* BEGIN PASSAGE GIVEN *

To start with, there are no lines or queues. When you arrive at the port everyone drives their vehicles up to the bottom of the ramp and stops wherever they like. Being English we found this just a little bit disconcerting!

Then comes the rather chaotic boarding process. We watched from deck as a group of Italians and Greeks tried to reverse a car transporter and trailer onto the ferry. This took a lot of hand waving, shouting, and about 20 minutes!

The crossing from Brindisi in Italy to Igoumenisa in Greece takes around 8 hours and you can actually stay in your vehicle for the whole crossing - campers are even supplied with electric hook up points. So we stayed in with the dog, had dinner, watched a film and had a nap.


Most of the passengers on the ferry were Bulgarian and a lot of them stayed in their cars and smoked for the whole journey (you don’t see that on P&O!).

Approaching Igoumenitsa we passed between Albania and the island of Corfu which are only a few miles apart.

We docked at 1am and drove a couple of miles down the coast to a wild camping spot and went straight to sleep.


In every country we’ve visited so far we’ve been able to have a stab at the language, but as soon as we woke up the following morning we understood the origins of the phrase ‘it’s all Greek to me’! We just couldn’t make out a word and quickly realised that the phrasebook we’d bought wouldn’t be much help either. I mean, where do you start with a sign like this?


The phrase book did at least cover some of the essentials – for instance, ‘yes’ in Greek is pronounced ‘ne’ and this is usually accompanied by a misleading shake of the head! (‘no’ is pronounced ‘ochi’ just in case you were wondering).

One of the first things you notice when driving in Greece are the little roadside shrines or chapels; memorials to people who’ve died on the roads. It’s sobering to see just how many of them there are.

You also can’t help noticing the large number of stray dogs. We’re suckers for a sad looking pooch so Charlie lost quite a few of her dog biscuits to the locals, something she wasn’t too pleased about!


The weather was a really mixed bag during those first few days. It was sunny and warm during the day but we saw some amazing lightening storms at night. The whole sky was illuminated as if someone had just switched on the lights, but we rarely heard any thunder.

We woke up on day 3 however to find that the beach-side car park we were parked in at Ammoudia had been completely flooded after heavy storms overnight. We made a fairly sharp exit and headed inland.


Ioannina was the first large town we visited in Greece and we had a very warm welcome. We were waiting at a set of traffic lights when a man, noticing our British number plate, stopped and sang us the first few lines of ‘It’s a Long Way to Tipperary’!! He then shouted ‘God save the Queen’ as the lights turned green and we sped away! Probably the most bizarre experience of our trip so far!


Ioannina sits on the shore of Lake Pamvotis, so after a good wander round the town’s sights and narrow streets we took the ferry out to the island - imaginatively called ‘The Island’. It was surprisingly cold, but we set off on a walk around it.

There were several restaurants on the island which had tanks of live eels and crayfish outside ready to be cooked up, but we had a ham sandwich!

After this we headed back to the coast and spent the next few days travelling south before crossing the fantastic new Rio-Andirio suspension bridge onto the Peloponnese peninsula.

* END PASSAGE GIVEN *

**EXERCISE**
From the travel account above, set down word for word the part that begins with "After this we" and ends with "the Peloponnese peninsula.".

* BEGIN ENTRIES SUPPLIED *

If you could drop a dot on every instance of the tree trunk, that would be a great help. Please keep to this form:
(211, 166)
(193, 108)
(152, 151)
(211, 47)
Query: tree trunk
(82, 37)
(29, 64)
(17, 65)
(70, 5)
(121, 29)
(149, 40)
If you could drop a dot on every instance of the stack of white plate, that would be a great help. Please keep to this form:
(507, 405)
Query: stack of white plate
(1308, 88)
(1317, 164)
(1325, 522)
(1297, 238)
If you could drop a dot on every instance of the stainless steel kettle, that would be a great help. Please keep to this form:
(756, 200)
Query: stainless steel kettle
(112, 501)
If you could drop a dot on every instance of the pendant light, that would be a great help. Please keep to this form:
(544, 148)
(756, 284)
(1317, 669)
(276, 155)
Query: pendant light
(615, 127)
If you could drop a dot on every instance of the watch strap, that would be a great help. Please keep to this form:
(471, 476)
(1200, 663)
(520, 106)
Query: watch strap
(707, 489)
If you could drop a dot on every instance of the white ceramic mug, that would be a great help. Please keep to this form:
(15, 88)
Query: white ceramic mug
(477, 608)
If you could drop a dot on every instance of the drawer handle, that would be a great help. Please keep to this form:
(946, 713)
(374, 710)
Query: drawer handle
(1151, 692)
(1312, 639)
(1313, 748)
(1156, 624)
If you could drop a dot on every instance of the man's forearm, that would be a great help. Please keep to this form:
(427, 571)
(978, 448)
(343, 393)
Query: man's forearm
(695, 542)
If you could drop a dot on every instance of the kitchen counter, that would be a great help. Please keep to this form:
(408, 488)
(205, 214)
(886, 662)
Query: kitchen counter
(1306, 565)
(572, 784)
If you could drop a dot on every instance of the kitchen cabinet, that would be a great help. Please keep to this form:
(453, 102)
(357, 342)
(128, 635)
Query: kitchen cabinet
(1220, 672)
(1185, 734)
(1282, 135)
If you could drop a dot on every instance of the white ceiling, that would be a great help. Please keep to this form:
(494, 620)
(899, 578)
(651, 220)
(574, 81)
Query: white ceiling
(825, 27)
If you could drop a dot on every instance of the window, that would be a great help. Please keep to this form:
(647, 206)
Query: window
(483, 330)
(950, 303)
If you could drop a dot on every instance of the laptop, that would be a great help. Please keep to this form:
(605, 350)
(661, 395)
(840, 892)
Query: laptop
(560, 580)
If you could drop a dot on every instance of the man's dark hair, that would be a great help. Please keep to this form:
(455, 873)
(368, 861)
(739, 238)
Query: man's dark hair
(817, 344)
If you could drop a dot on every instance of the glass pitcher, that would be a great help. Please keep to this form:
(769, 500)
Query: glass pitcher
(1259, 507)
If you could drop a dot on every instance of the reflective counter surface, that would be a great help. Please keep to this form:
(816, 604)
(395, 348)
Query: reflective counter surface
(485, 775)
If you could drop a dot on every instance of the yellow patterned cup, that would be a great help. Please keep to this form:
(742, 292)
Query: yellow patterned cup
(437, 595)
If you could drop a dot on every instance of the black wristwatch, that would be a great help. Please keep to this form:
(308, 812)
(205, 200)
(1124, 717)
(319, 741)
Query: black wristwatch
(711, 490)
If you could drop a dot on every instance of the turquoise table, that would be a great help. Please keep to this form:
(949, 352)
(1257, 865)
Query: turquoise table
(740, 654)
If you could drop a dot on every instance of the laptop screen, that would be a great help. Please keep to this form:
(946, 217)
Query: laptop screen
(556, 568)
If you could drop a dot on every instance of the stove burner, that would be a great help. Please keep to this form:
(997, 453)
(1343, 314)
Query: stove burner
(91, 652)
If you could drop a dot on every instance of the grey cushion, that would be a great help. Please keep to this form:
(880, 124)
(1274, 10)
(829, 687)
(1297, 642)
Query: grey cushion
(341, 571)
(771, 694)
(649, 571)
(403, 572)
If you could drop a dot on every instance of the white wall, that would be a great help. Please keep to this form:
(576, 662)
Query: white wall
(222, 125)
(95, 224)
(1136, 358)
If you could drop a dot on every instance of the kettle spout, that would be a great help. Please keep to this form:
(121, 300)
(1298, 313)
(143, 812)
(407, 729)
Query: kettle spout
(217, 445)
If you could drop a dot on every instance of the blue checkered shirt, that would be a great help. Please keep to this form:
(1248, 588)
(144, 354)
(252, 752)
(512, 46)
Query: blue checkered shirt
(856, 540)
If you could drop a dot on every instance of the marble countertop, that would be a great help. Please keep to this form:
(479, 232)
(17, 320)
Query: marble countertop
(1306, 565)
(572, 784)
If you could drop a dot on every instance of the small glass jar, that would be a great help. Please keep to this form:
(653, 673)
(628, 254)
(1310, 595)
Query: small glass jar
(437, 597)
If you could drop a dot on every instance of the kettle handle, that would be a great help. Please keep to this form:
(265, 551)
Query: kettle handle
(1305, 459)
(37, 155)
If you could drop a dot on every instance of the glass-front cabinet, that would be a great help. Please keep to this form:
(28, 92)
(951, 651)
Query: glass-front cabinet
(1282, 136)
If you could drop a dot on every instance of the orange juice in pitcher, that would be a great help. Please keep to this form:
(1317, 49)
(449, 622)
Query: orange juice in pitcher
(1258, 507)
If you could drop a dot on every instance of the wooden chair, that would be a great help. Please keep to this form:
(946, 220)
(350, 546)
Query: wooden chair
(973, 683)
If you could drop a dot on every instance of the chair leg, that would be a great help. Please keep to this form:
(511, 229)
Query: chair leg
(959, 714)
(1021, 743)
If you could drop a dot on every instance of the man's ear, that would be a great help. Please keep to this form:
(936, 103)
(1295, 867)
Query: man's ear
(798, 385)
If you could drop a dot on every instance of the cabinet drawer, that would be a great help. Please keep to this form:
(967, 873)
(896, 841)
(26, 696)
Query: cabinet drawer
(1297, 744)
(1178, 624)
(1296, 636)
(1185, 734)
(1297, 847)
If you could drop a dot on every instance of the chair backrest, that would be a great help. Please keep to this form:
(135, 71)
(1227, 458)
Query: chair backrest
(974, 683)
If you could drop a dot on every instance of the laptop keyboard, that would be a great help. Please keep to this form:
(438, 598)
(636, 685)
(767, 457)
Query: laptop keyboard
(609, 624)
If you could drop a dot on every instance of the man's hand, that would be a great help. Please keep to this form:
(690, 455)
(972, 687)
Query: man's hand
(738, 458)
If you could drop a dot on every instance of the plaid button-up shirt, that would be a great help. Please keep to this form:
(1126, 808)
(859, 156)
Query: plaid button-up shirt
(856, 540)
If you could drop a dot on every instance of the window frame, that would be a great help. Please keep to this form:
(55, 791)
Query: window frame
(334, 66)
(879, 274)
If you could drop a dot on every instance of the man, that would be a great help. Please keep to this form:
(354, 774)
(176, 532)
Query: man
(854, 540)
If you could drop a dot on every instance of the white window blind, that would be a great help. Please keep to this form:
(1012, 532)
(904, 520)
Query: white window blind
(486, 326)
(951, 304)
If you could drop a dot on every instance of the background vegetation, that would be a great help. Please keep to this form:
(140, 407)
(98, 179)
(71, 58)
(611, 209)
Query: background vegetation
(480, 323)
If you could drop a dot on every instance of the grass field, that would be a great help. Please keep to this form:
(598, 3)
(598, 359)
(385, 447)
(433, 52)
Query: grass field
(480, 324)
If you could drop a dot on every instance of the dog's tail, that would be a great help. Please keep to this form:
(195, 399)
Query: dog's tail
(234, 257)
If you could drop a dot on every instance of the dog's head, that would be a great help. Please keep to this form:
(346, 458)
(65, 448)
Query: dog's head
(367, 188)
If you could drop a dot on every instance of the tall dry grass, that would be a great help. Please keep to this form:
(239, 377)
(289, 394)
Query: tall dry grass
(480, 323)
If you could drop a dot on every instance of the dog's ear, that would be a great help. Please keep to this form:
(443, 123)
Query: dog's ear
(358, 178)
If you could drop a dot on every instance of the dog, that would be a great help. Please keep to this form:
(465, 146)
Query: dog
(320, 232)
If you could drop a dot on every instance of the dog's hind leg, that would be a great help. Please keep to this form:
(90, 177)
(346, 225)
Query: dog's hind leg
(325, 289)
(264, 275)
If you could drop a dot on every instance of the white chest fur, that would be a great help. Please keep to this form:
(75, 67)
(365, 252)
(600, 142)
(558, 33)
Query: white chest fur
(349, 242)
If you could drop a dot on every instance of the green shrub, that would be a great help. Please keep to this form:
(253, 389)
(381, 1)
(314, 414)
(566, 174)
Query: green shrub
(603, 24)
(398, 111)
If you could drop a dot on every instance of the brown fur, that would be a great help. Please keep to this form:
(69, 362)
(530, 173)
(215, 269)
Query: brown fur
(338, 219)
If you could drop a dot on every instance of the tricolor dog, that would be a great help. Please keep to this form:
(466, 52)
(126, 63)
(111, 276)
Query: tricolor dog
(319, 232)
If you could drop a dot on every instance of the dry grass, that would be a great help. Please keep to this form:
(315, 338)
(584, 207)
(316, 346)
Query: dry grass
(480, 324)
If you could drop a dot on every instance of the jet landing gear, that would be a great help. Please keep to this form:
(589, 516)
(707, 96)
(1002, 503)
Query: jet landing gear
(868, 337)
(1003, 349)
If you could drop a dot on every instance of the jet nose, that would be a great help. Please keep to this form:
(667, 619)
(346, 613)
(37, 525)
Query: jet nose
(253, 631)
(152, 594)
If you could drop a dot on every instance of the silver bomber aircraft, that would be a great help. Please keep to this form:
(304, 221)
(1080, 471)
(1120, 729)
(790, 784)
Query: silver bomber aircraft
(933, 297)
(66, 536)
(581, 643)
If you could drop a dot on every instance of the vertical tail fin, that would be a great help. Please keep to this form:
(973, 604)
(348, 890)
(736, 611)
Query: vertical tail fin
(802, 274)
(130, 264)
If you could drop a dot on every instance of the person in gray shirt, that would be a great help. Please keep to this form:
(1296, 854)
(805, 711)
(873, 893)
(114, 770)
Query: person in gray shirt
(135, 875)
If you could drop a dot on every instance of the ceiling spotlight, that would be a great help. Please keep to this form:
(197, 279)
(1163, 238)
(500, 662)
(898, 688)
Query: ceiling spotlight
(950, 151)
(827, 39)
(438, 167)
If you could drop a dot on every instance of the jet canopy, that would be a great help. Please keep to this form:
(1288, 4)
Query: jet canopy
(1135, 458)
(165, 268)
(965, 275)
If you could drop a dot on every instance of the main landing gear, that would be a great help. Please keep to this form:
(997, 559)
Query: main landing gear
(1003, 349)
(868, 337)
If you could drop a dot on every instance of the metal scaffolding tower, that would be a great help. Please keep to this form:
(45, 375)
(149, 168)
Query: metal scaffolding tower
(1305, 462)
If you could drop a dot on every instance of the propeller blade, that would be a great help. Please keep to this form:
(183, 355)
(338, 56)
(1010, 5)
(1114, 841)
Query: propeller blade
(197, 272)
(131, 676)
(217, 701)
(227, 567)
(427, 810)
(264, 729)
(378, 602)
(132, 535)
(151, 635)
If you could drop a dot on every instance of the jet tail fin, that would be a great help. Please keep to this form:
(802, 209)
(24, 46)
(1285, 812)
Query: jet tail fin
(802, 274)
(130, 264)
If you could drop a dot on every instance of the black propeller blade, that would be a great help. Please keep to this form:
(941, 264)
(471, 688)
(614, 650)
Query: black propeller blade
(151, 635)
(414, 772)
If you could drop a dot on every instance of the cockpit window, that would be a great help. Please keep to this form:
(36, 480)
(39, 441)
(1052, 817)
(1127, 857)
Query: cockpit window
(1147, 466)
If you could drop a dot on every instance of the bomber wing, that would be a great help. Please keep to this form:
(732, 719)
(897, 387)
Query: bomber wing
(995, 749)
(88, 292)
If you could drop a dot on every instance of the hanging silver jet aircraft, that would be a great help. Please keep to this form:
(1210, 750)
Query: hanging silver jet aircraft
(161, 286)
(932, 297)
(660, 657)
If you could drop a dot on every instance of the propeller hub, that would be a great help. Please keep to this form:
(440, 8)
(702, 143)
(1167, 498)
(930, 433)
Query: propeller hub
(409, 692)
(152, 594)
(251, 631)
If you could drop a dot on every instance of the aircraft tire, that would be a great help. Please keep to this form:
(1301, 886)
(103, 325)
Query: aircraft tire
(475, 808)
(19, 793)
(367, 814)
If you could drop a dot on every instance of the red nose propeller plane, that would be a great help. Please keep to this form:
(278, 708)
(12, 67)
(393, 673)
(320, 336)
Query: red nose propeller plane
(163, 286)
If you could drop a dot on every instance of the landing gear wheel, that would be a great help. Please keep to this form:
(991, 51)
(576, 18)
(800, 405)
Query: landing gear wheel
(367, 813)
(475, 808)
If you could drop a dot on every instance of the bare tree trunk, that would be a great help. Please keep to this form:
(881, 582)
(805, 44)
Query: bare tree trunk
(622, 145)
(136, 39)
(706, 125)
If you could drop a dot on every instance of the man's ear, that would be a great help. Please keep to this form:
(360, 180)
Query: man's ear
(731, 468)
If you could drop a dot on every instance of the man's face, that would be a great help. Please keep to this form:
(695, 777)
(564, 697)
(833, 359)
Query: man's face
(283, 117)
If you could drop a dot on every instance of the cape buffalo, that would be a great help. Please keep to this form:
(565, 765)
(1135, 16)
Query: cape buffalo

* END ENTRIES SUPPLIED *

**SOLUTION FOR THIS PROBLEM**
After this we headed back to the coast and spent the next few days travelling south before crossing the fantastic new Rio-Andirio suspension bridge onto the Peloponnese peninsula.